* [The exercise]: Select and copy every line of the listing below that contains the string "dirt". Matching is case-sensitive.

Excerpts from a dataset on object pointing
=-=-=-=-=

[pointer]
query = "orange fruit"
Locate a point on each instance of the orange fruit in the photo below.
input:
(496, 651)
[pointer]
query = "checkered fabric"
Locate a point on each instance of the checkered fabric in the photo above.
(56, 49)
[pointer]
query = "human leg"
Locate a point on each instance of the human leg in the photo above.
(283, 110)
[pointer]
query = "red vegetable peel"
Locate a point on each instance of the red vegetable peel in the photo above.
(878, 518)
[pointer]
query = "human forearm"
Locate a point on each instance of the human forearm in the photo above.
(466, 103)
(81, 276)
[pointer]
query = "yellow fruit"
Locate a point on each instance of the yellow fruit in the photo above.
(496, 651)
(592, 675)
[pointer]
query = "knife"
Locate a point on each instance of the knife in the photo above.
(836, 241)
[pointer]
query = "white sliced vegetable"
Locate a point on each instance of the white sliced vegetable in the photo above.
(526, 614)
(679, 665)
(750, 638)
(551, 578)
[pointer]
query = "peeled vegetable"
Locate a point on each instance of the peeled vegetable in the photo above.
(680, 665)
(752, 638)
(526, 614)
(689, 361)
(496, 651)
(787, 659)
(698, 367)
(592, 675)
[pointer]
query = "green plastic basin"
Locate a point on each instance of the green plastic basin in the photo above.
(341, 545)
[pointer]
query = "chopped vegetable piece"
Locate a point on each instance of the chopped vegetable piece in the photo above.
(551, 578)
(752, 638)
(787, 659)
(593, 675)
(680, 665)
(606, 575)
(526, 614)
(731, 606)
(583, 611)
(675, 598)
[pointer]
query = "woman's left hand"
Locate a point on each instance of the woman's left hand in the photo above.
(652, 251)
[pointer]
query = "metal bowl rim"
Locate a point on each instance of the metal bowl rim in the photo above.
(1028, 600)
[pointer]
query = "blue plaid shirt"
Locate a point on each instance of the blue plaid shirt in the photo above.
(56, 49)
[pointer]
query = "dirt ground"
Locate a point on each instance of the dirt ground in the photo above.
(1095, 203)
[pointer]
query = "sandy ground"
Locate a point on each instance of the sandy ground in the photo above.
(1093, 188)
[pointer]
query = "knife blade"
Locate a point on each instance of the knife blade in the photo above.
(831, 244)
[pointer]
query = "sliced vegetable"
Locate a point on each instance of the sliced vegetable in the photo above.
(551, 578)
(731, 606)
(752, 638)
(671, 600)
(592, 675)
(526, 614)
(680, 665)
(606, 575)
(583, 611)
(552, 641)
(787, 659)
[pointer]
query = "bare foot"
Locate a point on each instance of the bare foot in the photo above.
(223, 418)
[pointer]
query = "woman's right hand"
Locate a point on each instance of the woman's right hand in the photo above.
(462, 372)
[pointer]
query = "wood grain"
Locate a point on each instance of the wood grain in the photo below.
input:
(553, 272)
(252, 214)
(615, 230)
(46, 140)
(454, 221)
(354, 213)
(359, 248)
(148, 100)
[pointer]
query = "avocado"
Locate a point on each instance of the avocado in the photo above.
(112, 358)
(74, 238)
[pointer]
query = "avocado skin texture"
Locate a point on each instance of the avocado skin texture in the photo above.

=-=-=-=-=

* [Expected output]:
query = "dirt ground"
Locate a point on each instance of the dirt ground in the photo above.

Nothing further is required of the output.